### Stated task
Restate the records below word for word.

### Dataset
----------------------------------------

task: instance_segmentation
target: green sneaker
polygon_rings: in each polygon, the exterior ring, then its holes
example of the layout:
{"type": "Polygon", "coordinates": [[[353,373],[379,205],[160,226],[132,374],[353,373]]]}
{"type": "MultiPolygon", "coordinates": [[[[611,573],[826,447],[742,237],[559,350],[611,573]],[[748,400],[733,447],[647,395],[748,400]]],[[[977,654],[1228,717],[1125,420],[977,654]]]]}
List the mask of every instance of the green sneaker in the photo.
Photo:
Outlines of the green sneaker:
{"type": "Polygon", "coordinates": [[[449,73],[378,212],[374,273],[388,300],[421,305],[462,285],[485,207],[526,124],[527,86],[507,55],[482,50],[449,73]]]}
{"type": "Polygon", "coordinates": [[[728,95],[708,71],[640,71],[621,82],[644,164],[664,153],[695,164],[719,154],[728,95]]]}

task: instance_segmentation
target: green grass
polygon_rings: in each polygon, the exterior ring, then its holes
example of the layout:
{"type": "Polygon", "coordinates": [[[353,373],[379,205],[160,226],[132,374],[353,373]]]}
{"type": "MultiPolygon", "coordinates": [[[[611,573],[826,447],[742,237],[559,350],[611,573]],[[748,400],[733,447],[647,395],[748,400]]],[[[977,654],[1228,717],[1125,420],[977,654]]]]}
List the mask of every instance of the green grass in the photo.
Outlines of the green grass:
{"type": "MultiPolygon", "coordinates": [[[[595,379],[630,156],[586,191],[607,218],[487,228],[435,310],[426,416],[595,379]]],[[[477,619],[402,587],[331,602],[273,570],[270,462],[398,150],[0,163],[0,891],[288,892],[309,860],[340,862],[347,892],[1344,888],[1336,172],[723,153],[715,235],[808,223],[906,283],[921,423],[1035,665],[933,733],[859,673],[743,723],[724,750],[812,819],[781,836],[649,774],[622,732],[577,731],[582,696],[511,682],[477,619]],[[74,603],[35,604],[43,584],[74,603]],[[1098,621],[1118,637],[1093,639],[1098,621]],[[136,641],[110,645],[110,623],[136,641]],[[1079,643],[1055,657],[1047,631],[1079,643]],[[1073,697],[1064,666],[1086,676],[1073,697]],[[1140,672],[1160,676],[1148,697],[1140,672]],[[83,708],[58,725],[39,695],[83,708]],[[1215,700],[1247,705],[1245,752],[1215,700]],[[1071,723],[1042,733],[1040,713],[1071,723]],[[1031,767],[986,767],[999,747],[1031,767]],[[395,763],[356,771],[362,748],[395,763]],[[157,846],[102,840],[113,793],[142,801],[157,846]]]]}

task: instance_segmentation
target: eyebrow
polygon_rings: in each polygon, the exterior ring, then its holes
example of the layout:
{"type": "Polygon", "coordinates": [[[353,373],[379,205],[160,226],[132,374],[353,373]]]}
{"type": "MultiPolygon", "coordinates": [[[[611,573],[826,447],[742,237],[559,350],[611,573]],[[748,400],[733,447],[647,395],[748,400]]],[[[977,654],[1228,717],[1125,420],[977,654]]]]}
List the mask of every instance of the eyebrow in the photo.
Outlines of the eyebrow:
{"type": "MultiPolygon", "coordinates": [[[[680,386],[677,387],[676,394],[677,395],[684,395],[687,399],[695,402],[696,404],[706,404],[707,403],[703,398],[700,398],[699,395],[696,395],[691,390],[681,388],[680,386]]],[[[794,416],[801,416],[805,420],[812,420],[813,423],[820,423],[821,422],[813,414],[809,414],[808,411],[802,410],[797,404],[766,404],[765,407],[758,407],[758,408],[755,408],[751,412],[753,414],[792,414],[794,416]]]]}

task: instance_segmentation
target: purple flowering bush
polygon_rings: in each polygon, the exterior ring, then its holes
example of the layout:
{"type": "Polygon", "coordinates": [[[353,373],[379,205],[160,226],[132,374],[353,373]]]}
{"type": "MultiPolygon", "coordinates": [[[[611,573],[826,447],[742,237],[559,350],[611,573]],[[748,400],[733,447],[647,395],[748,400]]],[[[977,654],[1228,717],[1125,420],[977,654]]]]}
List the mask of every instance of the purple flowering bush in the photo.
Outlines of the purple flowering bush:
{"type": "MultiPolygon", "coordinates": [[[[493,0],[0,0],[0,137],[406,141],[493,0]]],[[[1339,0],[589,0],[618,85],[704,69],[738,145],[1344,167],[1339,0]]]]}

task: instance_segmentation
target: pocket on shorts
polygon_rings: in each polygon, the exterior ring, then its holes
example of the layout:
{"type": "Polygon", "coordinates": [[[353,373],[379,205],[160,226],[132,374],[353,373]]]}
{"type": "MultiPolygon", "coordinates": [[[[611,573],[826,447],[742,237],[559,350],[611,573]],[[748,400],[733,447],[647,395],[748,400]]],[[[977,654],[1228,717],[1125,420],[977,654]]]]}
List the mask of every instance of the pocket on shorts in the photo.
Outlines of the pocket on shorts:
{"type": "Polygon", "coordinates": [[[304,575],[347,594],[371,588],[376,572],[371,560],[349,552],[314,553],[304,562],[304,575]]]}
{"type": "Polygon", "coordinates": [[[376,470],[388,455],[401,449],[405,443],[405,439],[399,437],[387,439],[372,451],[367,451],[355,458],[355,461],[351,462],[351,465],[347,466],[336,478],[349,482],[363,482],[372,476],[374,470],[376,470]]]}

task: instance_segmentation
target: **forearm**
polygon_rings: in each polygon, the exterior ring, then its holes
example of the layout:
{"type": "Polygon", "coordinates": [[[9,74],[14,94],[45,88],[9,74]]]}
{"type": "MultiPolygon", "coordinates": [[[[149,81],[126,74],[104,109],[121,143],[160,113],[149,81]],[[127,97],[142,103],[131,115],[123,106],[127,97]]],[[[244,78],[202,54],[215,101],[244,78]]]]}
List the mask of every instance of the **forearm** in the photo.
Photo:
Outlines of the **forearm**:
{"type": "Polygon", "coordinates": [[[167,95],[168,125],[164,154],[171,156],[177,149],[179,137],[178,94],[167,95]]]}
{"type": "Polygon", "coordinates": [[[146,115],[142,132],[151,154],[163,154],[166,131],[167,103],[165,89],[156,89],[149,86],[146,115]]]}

----------------------------------------

### Complete answer
task: instance_segmentation
target: green sneaker
polygon_rings: in each polygon, the exterior ring, then its holes
example of the layout:
{"type": "Polygon", "coordinates": [[[353,373],[379,205],[160,226],[132,374],[353,373]]]}
{"type": "MultiPolygon", "coordinates": [[[[611,573],[826,447],[742,237],[559,350],[611,573]],[[748,400],[733,447],[647,395],[748,400]]],[[[977,654],[1228,717],[1125,420],[977,654]]]]}
List the mask of every instance of the green sneaker in the photo.
Photo:
Outlines of the green sneaker:
{"type": "Polygon", "coordinates": [[[449,73],[378,212],[374,273],[388,300],[421,305],[462,285],[485,207],[526,124],[527,86],[507,55],[482,50],[449,73]]]}
{"type": "Polygon", "coordinates": [[[728,95],[708,71],[640,71],[621,82],[644,164],[664,153],[695,164],[719,154],[728,95]]]}

task: instance_segmentation
target: green grass
polygon_rings: in each polygon, the exterior ring, then its holes
example of the layout:
{"type": "Polygon", "coordinates": [[[353,373],[379,205],[160,226],[132,374],[353,373]]]}
{"type": "MultiPolygon", "coordinates": [[[[611,573],[826,447],[742,237],[559,350],[611,573]],[[748,400],[733,447],[647,395],[748,400]]],[[[977,654],[1228,717],[1125,420],[977,654]]]]}
List the mask of every instance of the green grass in the photo.
Outlines of the green grass:
{"type": "MultiPolygon", "coordinates": [[[[595,379],[630,156],[586,191],[607,218],[487,228],[435,310],[426,416],[595,379]]],[[[477,619],[402,587],[331,602],[273,570],[270,462],[398,150],[0,163],[0,891],[288,892],[309,860],[340,862],[347,892],[1344,888],[1336,172],[723,153],[715,235],[808,223],[906,283],[921,423],[1035,665],[933,733],[859,673],[743,723],[724,750],[812,819],[781,836],[649,774],[622,732],[577,731],[582,696],[511,682],[477,619]],[[74,603],[35,604],[43,584],[74,603]],[[1098,621],[1118,637],[1093,639],[1098,621]],[[136,641],[110,645],[110,623],[136,641]],[[1079,643],[1055,657],[1047,631],[1079,643]],[[1073,697],[1064,666],[1086,676],[1073,697]],[[1140,672],[1160,676],[1148,697],[1140,672]],[[83,708],[58,725],[39,695],[83,708]],[[1215,700],[1247,705],[1245,752],[1215,700]],[[1071,723],[1042,733],[1040,713],[1071,723]],[[1031,767],[986,767],[999,747],[1031,767]],[[395,763],[356,771],[362,748],[395,763]],[[157,846],[102,840],[113,793],[142,801],[157,846]]]]}

task: instance_segmentation
target: eyebrow
polygon_rings: in each polygon, the exterior ring, then its holes
example of the layout:
{"type": "Polygon", "coordinates": [[[353,373],[379,205],[160,226],[132,374],[353,373]]]}
{"type": "MultiPolygon", "coordinates": [[[[611,573],[826,447],[742,237],[559,350],[611,573]],[[748,400],[733,447],[647,395],[748,400]]],[[[977,654],[1228,717],[1125,420],[977,654]]]]}
List the mask of every instance of the eyebrow in the photo.
Outlines of the eyebrow:
{"type": "MultiPolygon", "coordinates": [[[[680,386],[677,387],[676,394],[677,395],[684,395],[687,399],[695,402],[696,404],[706,404],[707,403],[703,398],[700,398],[699,395],[696,395],[691,390],[681,388],[680,386]]],[[[794,416],[801,416],[805,420],[812,420],[813,423],[820,423],[821,422],[813,414],[809,414],[808,411],[802,410],[797,404],[766,404],[765,407],[758,407],[758,408],[755,408],[751,412],[753,414],[792,414],[794,416]]]]}

task: instance_segmentation
target: purple flowering bush
polygon_rings: in each polygon, the exterior ring, then its holes
example of the layout:
{"type": "Polygon", "coordinates": [[[353,373],[379,205],[160,226],[132,374],[353,373]]]}
{"type": "MultiPolygon", "coordinates": [[[[611,573],[826,447],[742,237],[559,350],[611,573]],[[748,400],[733,447],[647,395],[748,400]]],[[[977,654],[1228,717],[1125,420],[977,654]]]]}
List the mask of every instance of the purple flowering bush in the photo.
Outlines of the purple flowering bush:
{"type": "MultiPolygon", "coordinates": [[[[493,0],[0,0],[0,137],[406,141],[493,0]]],[[[1339,0],[589,0],[618,85],[704,69],[738,145],[1344,167],[1339,0]]]]}

task: instance_segmentation
target: pocket on shorts
polygon_rings: in each polygon, the exterior ring, then its holes
example of the layout:
{"type": "Polygon", "coordinates": [[[353,373],[379,205],[160,226],[132,374],[353,373]]]}
{"type": "MultiPolygon", "coordinates": [[[[611,573],[826,447],[742,237],[559,350],[611,573]],[[748,400],[733,447],[647,395],[748,400]]],[[[977,654],[1228,717],[1125,420],[977,654]]]]}
List the mask of every instance of the pocket on shorts in the photo.
Outlines of the pocket on shorts:
{"type": "Polygon", "coordinates": [[[304,575],[347,594],[371,588],[376,572],[371,560],[349,552],[314,553],[304,562],[304,575]]]}
{"type": "Polygon", "coordinates": [[[376,470],[388,455],[401,449],[405,443],[405,439],[399,437],[387,439],[372,451],[367,451],[355,458],[355,461],[351,462],[351,465],[347,466],[336,478],[349,482],[363,482],[372,476],[374,470],[376,470]]]}

task: instance_segmentation
target: **forearm**
polygon_rings: in each polygon, the exterior ring, then its holes
example of the layout:
{"type": "Polygon", "coordinates": [[[9,74],[14,94],[45,88],[9,74]]]}
{"type": "MultiPolygon", "coordinates": [[[[149,81],[126,74],[104,109],[121,143],[160,113],[149,81]],[[127,97],[142,103],[131,115],[123,106],[127,97]]],[[[244,78],[202,54],[215,101],[244,78]]]]}
List the mask of every instance of the **forearm** in the photo.
Photo:
Outlines of the **forearm**:
{"type": "Polygon", "coordinates": [[[167,95],[168,125],[164,154],[171,156],[177,149],[179,137],[178,94],[167,95]]]}
{"type": "Polygon", "coordinates": [[[146,115],[142,132],[151,154],[163,154],[166,131],[167,103],[165,89],[156,89],[149,86],[146,115]]]}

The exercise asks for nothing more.